## [Wybrany fragment]
————

Zgodnie z zapowiedzią dotyczącą posiedzenia Sejmowego Koła Miłośników Motocykli i Samochodów z dnia 21.11.13 r. przedstawiamy materiał w postaci filmowej relacji z dyskusji poświęconej bezpieczeństwu motocyklistów na polskich drogach. Tematy poruszane podczas spotkania wyprzedziły obecnie prowadzone społeczne dyskusje w różnych środowiskach poświęcone wyjątkowej sytuacji na polskich drogach. Politycy w rzeczywistości temat bezpieczeństwa traktują akcyjnie w zależności od okoliczności czasu do wyborów i bardzo pobieżnie.
W toku dyskusji w Sali Kolumnowej Sejmu padały różne opinie, stwierdzenia czy wnioski. Nie wszystkie zostały zapisane do dalszej „obróbki”. Cieszy nas fakt, że oprócz uczestnictwa przedstawiciela www.dziennikimotocyklowe.com i www.motopomocni.pl z Wrocławia [zabierali głos w dyskusji] w toku dyskusji finalnie zostały zapisane 2 z 6 wniosków zgłoszone przez nasze środowisko.
Z jednej strony cieszy fakt takich inicjatyw, ale z drugiej, patrząc na dynamikę ostatnich wydarzeń na polskich drogach w kontekście bezpieczeństwa, można odnieść wrażenie, że wszystkie działania są albo spóźnione, albo zbyt długo dyskutowane. Miast stosować zasadę niewyważania otwartych drzwi w tematach tak oczywistych jak alkohol wśród kierowców, czy brak zrozumienia dla innych uczestników ruchu drogowego, czyli przyglądanie się rozwiązaniom regulacji prawnych w krajach, które wcześniej niż Polska osiągnęły wysoki poziom rozwoju motoryzacji [chociażby kraje Europy Zachodniej], my próbujemy tworzyć akcyjnie zespół przepisów niespójnych i na pespektywę czasową do kolejnych wyborów. To nie jest wrażenie tylko zwykłego uczestnika ruchu drogowego. To opinia ogólnie panująca, nawet wśród środowisk elit rządzących czy związanych z motoryzacją.

————

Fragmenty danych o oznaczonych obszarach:
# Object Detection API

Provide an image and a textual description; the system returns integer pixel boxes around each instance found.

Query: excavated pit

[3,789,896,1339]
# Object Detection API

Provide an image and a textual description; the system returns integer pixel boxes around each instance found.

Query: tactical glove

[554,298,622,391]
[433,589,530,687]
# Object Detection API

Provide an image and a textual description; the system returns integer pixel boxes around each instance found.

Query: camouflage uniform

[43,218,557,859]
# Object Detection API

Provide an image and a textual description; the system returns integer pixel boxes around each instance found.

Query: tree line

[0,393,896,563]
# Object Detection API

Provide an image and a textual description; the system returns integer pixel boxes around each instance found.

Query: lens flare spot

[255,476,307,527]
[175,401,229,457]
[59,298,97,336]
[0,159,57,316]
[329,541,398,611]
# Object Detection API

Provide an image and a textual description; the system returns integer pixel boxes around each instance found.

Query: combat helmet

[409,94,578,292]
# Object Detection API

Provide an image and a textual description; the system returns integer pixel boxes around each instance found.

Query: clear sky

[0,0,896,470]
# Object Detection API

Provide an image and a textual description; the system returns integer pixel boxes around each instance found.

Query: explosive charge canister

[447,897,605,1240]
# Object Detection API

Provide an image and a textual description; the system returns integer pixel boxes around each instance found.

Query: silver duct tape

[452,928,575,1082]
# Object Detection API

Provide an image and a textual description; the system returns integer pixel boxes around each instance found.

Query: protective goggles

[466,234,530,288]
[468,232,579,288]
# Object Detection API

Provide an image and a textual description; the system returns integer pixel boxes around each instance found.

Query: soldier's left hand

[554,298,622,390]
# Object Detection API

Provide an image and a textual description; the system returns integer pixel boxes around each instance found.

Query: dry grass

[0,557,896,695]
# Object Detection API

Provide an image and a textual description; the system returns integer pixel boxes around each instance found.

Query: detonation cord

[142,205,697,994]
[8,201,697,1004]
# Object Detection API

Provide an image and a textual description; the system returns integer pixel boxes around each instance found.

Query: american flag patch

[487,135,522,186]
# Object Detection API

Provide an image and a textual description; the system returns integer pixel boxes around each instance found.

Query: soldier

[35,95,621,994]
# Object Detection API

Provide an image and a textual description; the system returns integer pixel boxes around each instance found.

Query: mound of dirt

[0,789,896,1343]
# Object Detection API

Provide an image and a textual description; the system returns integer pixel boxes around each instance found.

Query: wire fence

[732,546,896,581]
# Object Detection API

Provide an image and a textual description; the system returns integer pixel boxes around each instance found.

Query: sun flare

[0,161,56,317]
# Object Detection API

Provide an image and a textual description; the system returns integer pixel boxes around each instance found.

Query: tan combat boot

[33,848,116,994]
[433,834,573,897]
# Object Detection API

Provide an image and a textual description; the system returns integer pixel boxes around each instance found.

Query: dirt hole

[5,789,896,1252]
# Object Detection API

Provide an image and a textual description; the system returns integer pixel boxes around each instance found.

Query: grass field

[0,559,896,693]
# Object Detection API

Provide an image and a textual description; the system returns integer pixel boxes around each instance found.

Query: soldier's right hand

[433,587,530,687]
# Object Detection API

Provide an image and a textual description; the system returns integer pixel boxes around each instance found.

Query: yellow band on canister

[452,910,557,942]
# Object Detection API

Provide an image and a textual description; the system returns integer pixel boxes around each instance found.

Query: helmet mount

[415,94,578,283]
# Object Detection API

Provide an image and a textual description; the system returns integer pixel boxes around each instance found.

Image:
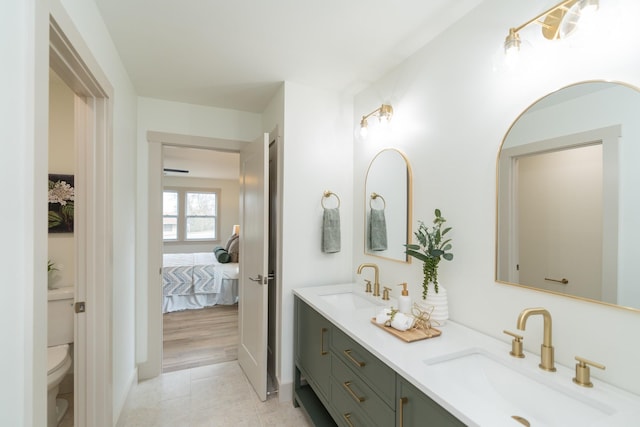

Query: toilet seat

[47,344,72,390]
[47,344,69,375]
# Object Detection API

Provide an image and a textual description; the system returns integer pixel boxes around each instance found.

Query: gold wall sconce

[504,0,599,55]
[360,104,393,138]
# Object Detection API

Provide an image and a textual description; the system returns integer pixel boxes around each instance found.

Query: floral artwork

[49,174,75,233]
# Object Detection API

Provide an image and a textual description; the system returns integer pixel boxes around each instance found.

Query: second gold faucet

[517,307,556,372]
[358,263,380,297]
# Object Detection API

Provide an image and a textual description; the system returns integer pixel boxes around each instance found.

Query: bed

[162,252,239,313]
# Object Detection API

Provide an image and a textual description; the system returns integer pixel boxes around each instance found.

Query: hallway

[117,361,311,427]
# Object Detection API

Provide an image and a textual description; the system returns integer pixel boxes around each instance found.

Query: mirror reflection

[364,148,411,262]
[496,82,640,309]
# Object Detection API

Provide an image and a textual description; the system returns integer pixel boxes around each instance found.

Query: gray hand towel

[322,208,340,253]
[369,209,387,251]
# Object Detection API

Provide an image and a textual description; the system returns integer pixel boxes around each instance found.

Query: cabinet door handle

[342,412,353,427]
[342,381,364,403]
[399,397,409,427]
[343,350,365,368]
[320,328,328,356]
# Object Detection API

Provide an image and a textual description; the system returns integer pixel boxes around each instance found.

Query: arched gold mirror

[496,81,640,310]
[364,148,412,263]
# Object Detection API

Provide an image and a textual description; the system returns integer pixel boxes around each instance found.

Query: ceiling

[95,0,482,113]
[95,0,482,179]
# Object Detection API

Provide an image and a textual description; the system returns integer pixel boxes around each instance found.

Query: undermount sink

[424,348,616,427]
[320,292,382,310]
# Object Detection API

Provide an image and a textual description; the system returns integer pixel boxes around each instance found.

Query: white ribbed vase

[419,285,449,328]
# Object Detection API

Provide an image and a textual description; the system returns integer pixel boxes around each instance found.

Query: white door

[238,133,269,401]
[517,144,603,299]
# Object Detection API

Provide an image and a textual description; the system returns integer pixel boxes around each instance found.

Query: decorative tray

[371,317,442,342]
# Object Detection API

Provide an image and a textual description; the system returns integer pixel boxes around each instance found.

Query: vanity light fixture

[360,104,393,138]
[504,0,599,55]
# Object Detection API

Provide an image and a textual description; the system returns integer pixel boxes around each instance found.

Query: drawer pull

[343,350,365,368]
[320,328,328,356]
[342,381,364,403]
[342,413,353,427]
[400,397,409,427]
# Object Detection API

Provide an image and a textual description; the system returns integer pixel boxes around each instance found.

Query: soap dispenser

[398,283,411,314]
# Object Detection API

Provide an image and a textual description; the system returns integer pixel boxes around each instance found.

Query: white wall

[163,176,240,254]
[0,0,49,426]
[277,82,355,392]
[48,72,76,288]
[353,0,640,393]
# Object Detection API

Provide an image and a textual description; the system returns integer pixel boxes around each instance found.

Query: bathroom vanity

[294,284,640,427]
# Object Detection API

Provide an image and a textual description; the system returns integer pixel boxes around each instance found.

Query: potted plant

[405,209,453,300]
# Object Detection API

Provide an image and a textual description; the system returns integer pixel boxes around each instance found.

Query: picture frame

[48,174,75,233]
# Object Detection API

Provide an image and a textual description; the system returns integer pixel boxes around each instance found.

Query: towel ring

[320,190,340,209]
[369,193,387,210]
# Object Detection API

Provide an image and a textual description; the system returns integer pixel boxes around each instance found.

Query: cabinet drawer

[331,354,395,427]
[331,328,396,407]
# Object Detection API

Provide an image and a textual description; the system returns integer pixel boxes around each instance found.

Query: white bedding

[162,252,239,313]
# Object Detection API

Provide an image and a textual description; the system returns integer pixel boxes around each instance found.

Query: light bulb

[360,119,369,138]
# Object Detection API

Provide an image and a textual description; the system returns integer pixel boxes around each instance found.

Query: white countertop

[294,283,640,427]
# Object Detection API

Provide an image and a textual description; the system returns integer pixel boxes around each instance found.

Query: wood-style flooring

[162,304,238,372]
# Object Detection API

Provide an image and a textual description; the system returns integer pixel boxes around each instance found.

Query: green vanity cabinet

[293,298,335,426]
[396,375,464,427]
[294,296,464,427]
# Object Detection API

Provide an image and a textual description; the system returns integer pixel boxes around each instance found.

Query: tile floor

[118,361,312,427]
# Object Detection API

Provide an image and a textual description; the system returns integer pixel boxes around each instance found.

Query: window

[162,188,219,242]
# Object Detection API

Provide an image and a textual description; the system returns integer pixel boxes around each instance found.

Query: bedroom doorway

[162,145,239,372]
[145,128,282,393]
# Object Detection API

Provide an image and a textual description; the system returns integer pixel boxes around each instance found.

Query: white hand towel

[391,313,415,331]
[376,308,391,325]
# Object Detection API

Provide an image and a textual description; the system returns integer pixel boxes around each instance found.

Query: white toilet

[47,286,74,427]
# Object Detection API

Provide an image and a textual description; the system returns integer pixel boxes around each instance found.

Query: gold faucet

[358,263,380,297]
[518,307,556,372]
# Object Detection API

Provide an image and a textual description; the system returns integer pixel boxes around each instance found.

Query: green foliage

[405,209,453,299]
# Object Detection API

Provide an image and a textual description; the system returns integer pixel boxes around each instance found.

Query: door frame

[49,10,113,426]
[141,130,247,379]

————

## [Treść zadania 1]
Oceń, czy stwierdzenia (a), (b) i (c) zgadzają się z fragmentem o posiedzeniu sejmowego koła. Przy każdym odpowiedz „tak” lub „nie” i przytocz dosłownie rozstrzygające słowa fragmentu. (a) Posiedzenie odbyło się 21.11.13 r. (b) Zapisano wszystkie wnioski zgłoszone przez środowisko autorów. (c) Dyskusja toczyła się w Sali Kolumnowej Sejmu.
## [Treść zadania 2]
Znajdź w wierszach każdą linię zawierającą słowo „vanity” i przepisz ją.
Fragment i wiersze są od siebie niezależne.

## [Pełne rozwiązanie 1]
(a) Tak: „z dnia 21.11.13 r.”
(b) Nie: „finalnie zostały zapisane 2 z 6 wniosków”
(c) Tak: „W toku dyskusji w Sali Kolumnowej Sejmu”

## [Pełne rozwiązanie 2]
Query: vanity light fixture
Query: bathroom vanity
Query: green vanity cabinet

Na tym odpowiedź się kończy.